* **WHAT TO PRODUCE**
Here is a block of records. Copy every one of them exactly.

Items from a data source

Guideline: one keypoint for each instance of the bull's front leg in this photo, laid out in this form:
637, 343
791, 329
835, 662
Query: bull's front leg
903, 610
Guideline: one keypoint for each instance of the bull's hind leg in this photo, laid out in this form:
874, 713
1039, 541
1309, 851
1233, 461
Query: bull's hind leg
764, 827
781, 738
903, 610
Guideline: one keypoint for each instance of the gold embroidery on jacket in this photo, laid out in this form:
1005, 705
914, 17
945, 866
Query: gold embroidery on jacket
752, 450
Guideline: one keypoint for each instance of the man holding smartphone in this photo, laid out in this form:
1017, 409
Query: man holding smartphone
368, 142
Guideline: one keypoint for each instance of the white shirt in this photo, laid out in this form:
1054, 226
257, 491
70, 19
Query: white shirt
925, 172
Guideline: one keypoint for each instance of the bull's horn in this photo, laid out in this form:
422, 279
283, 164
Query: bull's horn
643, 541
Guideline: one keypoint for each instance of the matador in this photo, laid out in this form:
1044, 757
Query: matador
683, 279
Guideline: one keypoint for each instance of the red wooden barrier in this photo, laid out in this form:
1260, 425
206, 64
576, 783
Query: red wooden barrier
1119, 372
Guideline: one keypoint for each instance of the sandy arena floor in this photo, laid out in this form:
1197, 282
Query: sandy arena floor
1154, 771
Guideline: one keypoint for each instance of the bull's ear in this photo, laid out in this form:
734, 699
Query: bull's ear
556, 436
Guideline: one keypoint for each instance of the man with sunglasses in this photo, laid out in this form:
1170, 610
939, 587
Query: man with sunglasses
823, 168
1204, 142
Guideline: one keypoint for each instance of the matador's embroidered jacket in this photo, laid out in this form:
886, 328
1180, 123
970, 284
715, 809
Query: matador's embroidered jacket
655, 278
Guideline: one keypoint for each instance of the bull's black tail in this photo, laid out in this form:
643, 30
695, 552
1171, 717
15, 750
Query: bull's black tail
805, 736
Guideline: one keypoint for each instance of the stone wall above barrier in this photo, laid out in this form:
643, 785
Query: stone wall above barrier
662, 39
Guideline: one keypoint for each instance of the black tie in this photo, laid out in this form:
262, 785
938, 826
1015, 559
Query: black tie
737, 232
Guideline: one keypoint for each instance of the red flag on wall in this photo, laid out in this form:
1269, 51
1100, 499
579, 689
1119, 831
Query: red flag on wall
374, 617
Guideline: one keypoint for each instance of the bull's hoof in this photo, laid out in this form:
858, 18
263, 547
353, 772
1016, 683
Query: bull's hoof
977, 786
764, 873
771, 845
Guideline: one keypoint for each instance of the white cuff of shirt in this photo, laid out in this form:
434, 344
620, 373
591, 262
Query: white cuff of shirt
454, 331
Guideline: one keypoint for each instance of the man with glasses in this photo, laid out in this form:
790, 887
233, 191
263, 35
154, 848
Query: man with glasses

* **WRITTEN ANSWER**
Guideline: one keypoint for each instance of the bull's front leg in this photo, laid out in this form:
637, 343
791, 329
835, 662
Query: bull's front leg
903, 610
Guideline: one keypoint for each instance of the bull's hind leg in this photo, laid out in this form:
874, 713
1039, 541
1309, 851
1233, 461
Query: bull's hind leg
764, 827
781, 738
903, 610
Guideline: one keypoint for each instance of the gold embroidery on jacket in this photo, laid out in this form:
1005, 705
914, 17
945, 866
Query: gold embroidery on jacket
752, 450
Guideline: one keypoint for each instance of the man holding smartphone in this photo, laid out in this form:
1017, 409
Query: man holding smartphone
368, 142
Guideline: one keypoint for each instance of the white shirt in this photo, laid out in this form:
1054, 226
257, 491
70, 19
Query: white shirt
925, 172
Guideline: one keypoint for each instance of the bull's horn in this photo, laid out in this form:
422, 279
283, 164
Query: bull's horn
643, 541
Guideline: one keypoint for each instance of the matador in this photo, laid out in this form:
1044, 757
Query: matador
683, 279
Guideline: one keypoint for each instance of the red wooden barrier in this photo, laid out in this form:
1260, 425
206, 64
576, 783
Query: red wooden barrier
1119, 372
Guideline: one keypoint for each instance of the sandy arena floor in this photo, laid out in this form:
1197, 282
Query: sandy arena floor
1154, 771
Guideline: one keypoint for each instance of the bull's ear in this photo, laid out in this form:
734, 699
Query: bull's ear
556, 436
Guideline: one keypoint for each instance of the man with sunglasses in this photo, laid out in this form:
1170, 610
939, 587
Query: man with sunglasses
823, 168
1204, 142
Guideline: one keypoint for each instance of the matador's embroidered jacket in this photo, laid out in this form:
886, 328
1180, 123
970, 284
715, 809
Query: matador's embroidered jacket
655, 278
Guideline: one keypoint for each instance of the bull's black tail in this photo, laid out in this form:
643, 30
695, 552
1171, 717
15, 750
Query: bull's black tail
805, 736
Guideline: one keypoint for each instance of the stone wall above barrier in this photo, laid out in this form:
643, 785
Query: stone wall above barrier
662, 39
Guideline: one keypoint for each instance of the black tie in this photo, laid out in this form:
262, 785
938, 826
1015, 559
Query: black tie
737, 232
Guideline: one keypoint for each instance of the red flag on wall in this photo, laid out in this form:
1269, 51
1100, 499
579, 689
1119, 831
Query: red flag on wall
374, 617
Guideline: one keypoint for each instance of the bull's hoof in this photo, laid out in this form:
858, 18
263, 547
353, 772
1016, 683
Query: bull's hoof
977, 786
764, 873
771, 845
Guideline: one keypoint for each instance of the white cuff of shirt in this photo, laid out in this form:
434, 344
620, 373
591, 262
Query: white cuff of shirt
454, 331
Guideline: one keypoint for each instance of the man with glasses in this photo, laid out in this form:
790, 887
233, 191
263, 35
154, 848
Query: man with glasses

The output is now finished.